Copy out the lines starting with the one containing "Target: single-story house" and going on through the end of the records, word for word. Leave the pictures out of your answer.

Stored data:
□ □ □ □ □ □ □

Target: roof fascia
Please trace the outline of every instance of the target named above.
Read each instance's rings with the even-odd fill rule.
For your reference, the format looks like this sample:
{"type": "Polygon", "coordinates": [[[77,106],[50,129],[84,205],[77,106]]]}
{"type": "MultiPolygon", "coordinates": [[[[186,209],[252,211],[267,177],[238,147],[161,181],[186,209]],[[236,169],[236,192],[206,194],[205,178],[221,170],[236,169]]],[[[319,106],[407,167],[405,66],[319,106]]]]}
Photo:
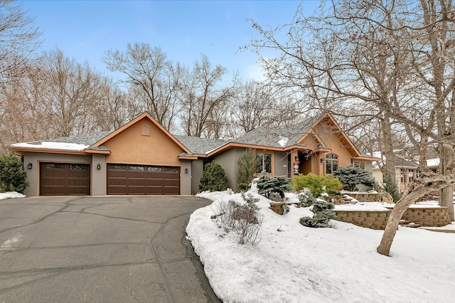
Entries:
{"type": "Polygon", "coordinates": [[[97,142],[96,142],[94,144],[92,144],[91,147],[99,147],[100,145],[102,144],[103,143],[106,142],[108,140],[110,140],[111,139],[112,139],[113,137],[114,137],[117,134],[120,134],[124,130],[125,130],[125,129],[129,128],[131,126],[135,124],[136,123],[137,123],[138,122],[139,122],[140,120],[141,120],[144,118],[148,118],[153,124],[154,124],[164,134],[166,134],[169,138],[171,138],[171,139],[172,141],[173,141],[174,143],[176,143],[183,150],[184,150],[185,152],[186,152],[188,154],[191,154],[191,152],[190,152],[183,144],[182,144],[180,142],[180,141],[177,140],[175,137],[173,137],[169,132],[168,132],[164,127],[163,127],[163,126],[161,124],[158,123],[158,122],[156,120],[155,120],[151,117],[151,115],[150,114],[149,114],[147,112],[144,112],[143,114],[141,114],[139,117],[136,117],[135,119],[134,119],[132,121],[129,122],[126,124],[123,125],[122,127],[120,127],[120,128],[114,130],[114,132],[111,132],[107,136],[106,136],[104,138],[102,138],[101,140],[100,140],[97,142]]]}
{"type": "Polygon", "coordinates": [[[39,152],[43,154],[80,154],[87,155],[85,151],[72,151],[67,149],[33,149],[28,147],[9,147],[14,152],[22,154],[24,152],[39,152]]]}

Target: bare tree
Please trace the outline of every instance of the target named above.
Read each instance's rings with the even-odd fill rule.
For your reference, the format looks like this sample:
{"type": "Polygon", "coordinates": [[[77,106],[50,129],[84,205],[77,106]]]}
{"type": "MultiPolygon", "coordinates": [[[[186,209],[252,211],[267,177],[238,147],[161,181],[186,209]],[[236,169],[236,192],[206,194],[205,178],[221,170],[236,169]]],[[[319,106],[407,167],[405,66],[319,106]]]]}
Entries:
{"type": "MultiPolygon", "coordinates": [[[[387,164],[393,164],[393,156],[393,156],[395,129],[405,132],[419,151],[422,176],[403,193],[378,249],[388,255],[405,209],[431,191],[451,192],[455,183],[455,60],[446,47],[453,41],[452,4],[444,0],[341,0],[327,4],[321,14],[309,18],[299,11],[291,23],[279,28],[289,33],[285,43],[275,38],[279,29],[264,30],[253,22],[262,38],[250,46],[259,54],[264,48],[277,51],[276,58],[262,58],[275,83],[297,87],[315,106],[335,113],[377,119],[387,164]],[[358,114],[350,113],[353,108],[358,114]],[[427,150],[434,144],[443,151],[444,167],[439,174],[426,167],[427,150]]],[[[387,171],[391,174],[392,167],[387,171]]],[[[441,195],[441,205],[449,200],[453,211],[453,200],[441,195]]]]}
{"type": "Polygon", "coordinates": [[[41,45],[34,18],[13,0],[0,0],[0,81],[20,79],[22,65],[41,45]]]}
{"type": "Polygon", "coordinates": [[[212,68],[205,55],[196,61],[183,88],[182,114],[181,120],[188,136],[220,137],[220,126],[225,115],[214,115],[225,112],[226,106],[235,94],[237,80],[234,75],[228,86],[222,85],[227,70],[221,65],[212,68]],[[225,110],[220,110],[225,109],[225,110]]]}
{"type": "Polygon", "coordinates": [[[103,57],[107,68],[126,76],[140,107],[166,129],[171,130],[179,110],[183,68],[166,59],[159,48],[146,43],[127,46],[125,53],[109,50],[103,57]]]}
{"type": "Polygon", "coordinates": [[[92,132],[96,122],[90,115],[102,100],[103,80],[87,63],[81,65],[55,49],[45,53],[47,110],[55,135],[92,132]]]}

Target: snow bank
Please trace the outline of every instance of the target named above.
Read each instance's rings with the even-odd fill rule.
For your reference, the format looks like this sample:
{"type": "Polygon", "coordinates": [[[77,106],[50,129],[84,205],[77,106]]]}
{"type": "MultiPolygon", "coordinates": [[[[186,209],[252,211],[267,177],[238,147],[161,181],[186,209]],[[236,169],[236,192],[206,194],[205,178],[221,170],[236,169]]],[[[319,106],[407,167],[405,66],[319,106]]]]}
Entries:
{"type": "Polygon", "coordinates": [[[196,211],[186,228],[223,302],[452,302],[453,234],[400,227],[392,257],[385,257],[376,253],[382,230],[337,221],[332,228],[304,227],[299,220],[312,216],[307,208],[291,205],[279,216],[253,195],[264,216],[257,245],[237,244],[210,219],[220,201],[242,201],[238,193],[201,194],[214,202],[196,211]]]}

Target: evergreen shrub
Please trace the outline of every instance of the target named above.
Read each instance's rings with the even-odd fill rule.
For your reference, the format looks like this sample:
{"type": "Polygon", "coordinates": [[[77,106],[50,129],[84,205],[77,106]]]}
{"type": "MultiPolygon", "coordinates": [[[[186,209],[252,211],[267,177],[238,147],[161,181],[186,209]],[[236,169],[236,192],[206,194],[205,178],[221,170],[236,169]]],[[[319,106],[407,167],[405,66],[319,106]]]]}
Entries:
{"type": "Polygon", "coordinates": [[[224,169],[215,161],[207,164],[199,181],[199,191],[223,191],[226,189],[228,176],[224,169]]]}
{"type": "Polygon", "coordinates": [[[272,193],[277,193],[284,198],[284,193],[289,191],[292,187],[289,179],[284,176],[269,177],[263,175],[257,181],[257,192],[269,198],[272,193]]]}
{"type": "Polygon", "coordinates": [[[317,197],[322,193],[335,193],[333,189],[341,188],[341,184],[338,179],[333,176],[318,176],[314,174],[304,175],[299,174],[292,179],[292,187],[296,191],[308,188],[314,197],[317,197]]]}
{"type": "Polygon", "coordinates": [[[335,206],[333,203],[317,199],[313,204],[313,218],[302,217],[300,218],[300,224],[311,228],[327,227],[328,221],[336,216],[333,208],[335,206]]]}
{"type": "Polygon", "coordinates": [[[23,193],[28,185],[27,174],[21,159],[13,153],[0,154],[0,192],[17,191],[23,193]]]}
{"type": "Polygon", "coordinates": [[[333,176],[338,178],[343,184],[344,189],[349,191],[358,191],[357,184],[363,184],[366,186],[373,186],[375,179],[371,176],[371,173],[356,167],[338,167],[333,171],[333,176]]]}

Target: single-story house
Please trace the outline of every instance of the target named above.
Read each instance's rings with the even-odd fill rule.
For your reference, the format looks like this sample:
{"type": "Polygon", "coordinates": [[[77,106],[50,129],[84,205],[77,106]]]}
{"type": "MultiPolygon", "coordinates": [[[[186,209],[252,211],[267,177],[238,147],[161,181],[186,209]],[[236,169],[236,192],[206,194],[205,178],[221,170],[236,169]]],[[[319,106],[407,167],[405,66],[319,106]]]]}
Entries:
{"type": "Polygon", "coordinates": [[[223,166],[236,190],[236,161],[247,148],[260,160],[258,174],[269,176],[326,176],[338,166],[365,169],[374,159],[360,154],[329,114],[222,140],[173,135],[144,112],[114,132],[9,148],[23,157],[27,196],[193,194],[211,161],[223,166]]]}

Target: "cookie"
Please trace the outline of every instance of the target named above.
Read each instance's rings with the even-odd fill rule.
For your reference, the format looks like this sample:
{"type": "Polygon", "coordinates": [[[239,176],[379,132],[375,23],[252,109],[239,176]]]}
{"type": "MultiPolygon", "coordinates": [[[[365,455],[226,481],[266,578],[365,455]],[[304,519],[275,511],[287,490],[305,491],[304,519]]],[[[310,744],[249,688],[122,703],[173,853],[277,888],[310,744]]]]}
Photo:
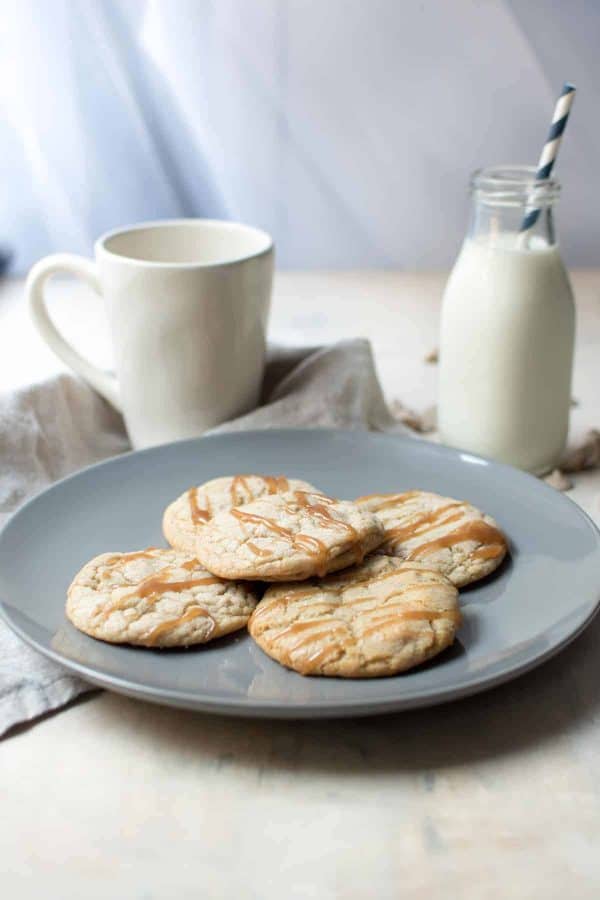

□ □ □ □ □ □ □

▶ [FINAL ANSWER]
Target: single-story house
Please trace the outline of every instance of the target named above.
Read each instance's rings with the even-odd fill rule.
For your reference, the format looks like this sample:
{"type": "Polygon", "coordinates": [[[77,106],[50,129],[84,205],[77,106]]]}
{"type": "MultiPolygon", "coordinates": [[[[186,209],[252,211],[267,177],[238,147],[161,181],[186,209]],[[236,169],[236,192],[206,194],[205,178],[221,170],[236,169]]],[[[319,106],[407,167],[405,66],[319,106]]]]}
Entries:
{"type": "Polygon", "coordinates": [[[223,166],[236,190],[236,161],[247,148],[260,160],[258,174],[269,176],[326,176],[338,166],[365,169],[374,159],[360,154],[329,114],[222,140],[173,135],[144,112],[114,132],[9,148],[23,157],[27,196],[193,194],[211,161],[223,166]]]}

Target: "cookie"
Please trace the outline of every instance of the target named above.
Read each instance's rings with the even-odd fill rule.
For your reference, the format looks like this sample:
{"type": "Polygon", "coordinates": [[[239,176],[379,132],[375,23],[252,109],[239,176]]]}
{"type": "MultiPolygon", "coordinates": [[[[365,455],[226,481],[266,578],[365,455]],[[304,519],[275,511],[287,490],[305,491],[304,519]]],[[[310,744],[249,688],[122,703],[173,853],[277,888],[310,744]]]]}
Photo:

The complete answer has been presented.